**Extract**

>> start

# New beekeeper



## MELISSAA (Feb 26, 2009)

Hello everyone! Starting my first year beekeeping and cannot wait to start! This forum has great info.

Melissa a


----------



## jesuslives31548 (May 10, 2008)

welcome aboard...


----------



## Sundance (Sep 9, 2004)

Welcome Melissa............ This is the place to bee
all that you can bee.


----------



## Fred Bee (May 5, 2007)

Howdy Melissa,
Welcome and good luck with the bees!


----------



## Sallygal8 (Feb 23, 2009)

Hi Mellissa...I am new too...my bee will come in April...right now I am painting my new hive....have a bee yard planned...I have to defeat bears!!
Wish me luck...Sally


----------



## MELISSAA (Feb 26, 2009)

Salley8,

i just finished painting one of my hives. I know waht you mean about the bears....i'm doing so research on the best type of fence without spending a fortune.


----------



## franktrujillo (Jan 22, 2009)

hello melissaa wht color are u painting your hives


----------



## Beeslave (Feb 6, 2009)

>> end

**Data provided**
>> start

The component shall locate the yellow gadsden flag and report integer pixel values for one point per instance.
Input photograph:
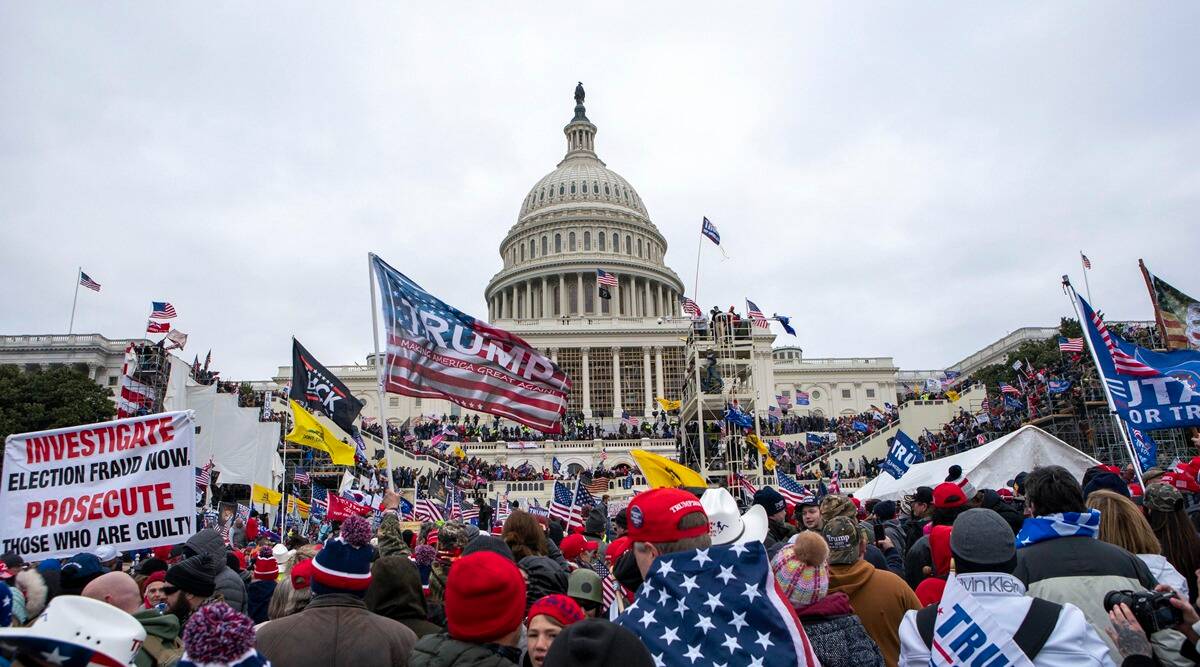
(661, 472)
(310, 433)
(667, 404)
(265, 496)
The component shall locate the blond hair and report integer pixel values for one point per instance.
(1122, 523)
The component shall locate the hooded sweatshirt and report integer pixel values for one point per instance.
(880, 599)
(395, 592)
(228, 583)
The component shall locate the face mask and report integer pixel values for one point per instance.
(627, 572)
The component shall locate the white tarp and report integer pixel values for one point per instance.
(988, 467)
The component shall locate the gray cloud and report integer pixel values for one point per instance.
(905, 180)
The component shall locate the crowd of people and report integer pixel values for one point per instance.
(1049, 570)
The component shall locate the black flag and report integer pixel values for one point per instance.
(317, 389)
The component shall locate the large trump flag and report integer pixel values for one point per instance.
(437, 352)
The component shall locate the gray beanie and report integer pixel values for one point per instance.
(982, 538)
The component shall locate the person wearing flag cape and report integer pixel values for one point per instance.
(985, 616)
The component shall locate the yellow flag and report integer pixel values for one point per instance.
(667, 404)
(661, 472)
(310, 433)
(757, 443)
(295, 504)
(264, 496)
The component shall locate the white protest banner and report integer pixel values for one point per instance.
(129, 484)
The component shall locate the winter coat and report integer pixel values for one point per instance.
(229, 584)
(1080, 570)
(395, 593)
(336, 630)
(1073, 643)
(162, 646)
(439, 650)
(837, 635)
(258, 599)
(880, 599)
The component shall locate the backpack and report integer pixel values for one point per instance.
(1033, 632)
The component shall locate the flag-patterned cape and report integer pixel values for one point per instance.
(717, 606)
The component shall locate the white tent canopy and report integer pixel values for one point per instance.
(987, 467)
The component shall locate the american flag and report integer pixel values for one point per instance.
(756, 314)
(720, 605)
(319, 500)
(204, 475)
(161, 310)
(85, 280)
(709, 230)
(480, 367)
(1122, 361)
(563, 506)
(1071, 344)
(791, 490)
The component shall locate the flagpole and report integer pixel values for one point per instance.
(1108, 392)
(1086, 284)
(75, 301)
(378, 364)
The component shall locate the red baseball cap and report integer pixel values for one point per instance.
(576, 544)
(948, 494)
(654, 516)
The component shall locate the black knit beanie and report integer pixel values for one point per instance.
(193, 575)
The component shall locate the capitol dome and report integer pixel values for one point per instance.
(575, 220)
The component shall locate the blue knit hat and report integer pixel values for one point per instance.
(343, 564)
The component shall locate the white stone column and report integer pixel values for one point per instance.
(646, 380)
(616, 382)
(587, 384)
(658, 366)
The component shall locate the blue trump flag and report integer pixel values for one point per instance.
(1149, 389)
(1144, 446)
(901, 456)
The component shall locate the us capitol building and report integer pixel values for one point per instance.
(621, 353)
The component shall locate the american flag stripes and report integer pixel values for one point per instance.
(1071, 344)
(85, 281)
(161, 310)
(438, 352)
(756, 316)
(791, 490)
(1122, 361)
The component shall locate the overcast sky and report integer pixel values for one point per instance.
(903, 179)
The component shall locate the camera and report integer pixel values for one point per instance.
(1153, 611)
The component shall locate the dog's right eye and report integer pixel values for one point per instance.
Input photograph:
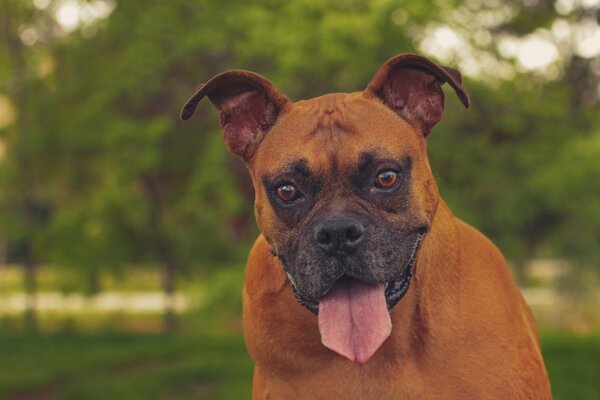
(287, 193)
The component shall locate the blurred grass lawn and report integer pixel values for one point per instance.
(201, 366)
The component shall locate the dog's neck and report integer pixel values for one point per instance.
(433, 290)
(267, 306)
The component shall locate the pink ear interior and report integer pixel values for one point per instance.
(249, 106)
(411, 86)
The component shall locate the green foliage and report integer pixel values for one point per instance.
(99, 172)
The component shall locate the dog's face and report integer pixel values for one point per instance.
(335, 196)
(343, 184)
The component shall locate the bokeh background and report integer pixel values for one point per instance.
(123, 231)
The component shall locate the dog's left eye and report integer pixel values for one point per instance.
(386, 179)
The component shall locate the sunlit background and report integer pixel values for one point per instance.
(124, 231)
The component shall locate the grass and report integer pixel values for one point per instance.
(201, 366)
(123, 366)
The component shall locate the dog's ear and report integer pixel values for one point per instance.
(249, 106)
(411, 86)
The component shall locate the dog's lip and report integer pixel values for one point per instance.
(395, 289)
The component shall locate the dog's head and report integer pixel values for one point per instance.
(343, 184)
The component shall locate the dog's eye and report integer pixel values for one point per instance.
(287, 193)
(386, 179)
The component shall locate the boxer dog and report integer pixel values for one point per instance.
(362, 284)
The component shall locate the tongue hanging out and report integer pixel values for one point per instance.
(354, 320)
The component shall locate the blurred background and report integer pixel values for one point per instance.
(124, 231)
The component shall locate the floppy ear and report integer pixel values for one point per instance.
(411, 86)
(249, 106)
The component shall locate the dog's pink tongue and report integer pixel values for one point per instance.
(354, 320)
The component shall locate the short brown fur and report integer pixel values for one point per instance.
(462, 331)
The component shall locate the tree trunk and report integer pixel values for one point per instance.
(168, 286)
(30, 285)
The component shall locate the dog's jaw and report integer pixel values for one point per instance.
(394, 289)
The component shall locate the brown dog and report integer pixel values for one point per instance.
(350, 217)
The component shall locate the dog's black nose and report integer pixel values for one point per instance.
(339, 234)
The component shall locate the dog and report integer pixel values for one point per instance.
(362, 284)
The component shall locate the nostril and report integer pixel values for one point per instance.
(354, 233)
(323, 237)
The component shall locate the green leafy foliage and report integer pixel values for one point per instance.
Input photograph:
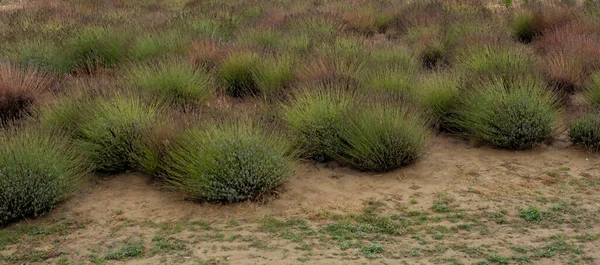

>> end

**Given problem A**
Reproduce the portion of the new-beekeeper forum thread between "Welcome Melissa............ This" and "with the bees!", inclusive.
**Given problem B**
Rewrite the records from their first line through the line holding "(1122, 523)", inclusive, with "component" replaced by "module" and everything else left unchanged. Leave the pictures out.

**Full solution A**
Welcome Melissa............ This is the place to bee
all that you can bee.


----------



## Fred Bee (May 5, 2007)

Howdy Melissa,
Welcome and good luck with the bees!

**Full solution B**
The module shall locate the yellow gadsden flag and report integer pixel values for one point per instance.
Input photograph:
(661, 472)
(310, 433)
(667, 404)
(265, 496)
The module shall locate the blond hair and report integer pixel values for one point per instance.
(1122, 523)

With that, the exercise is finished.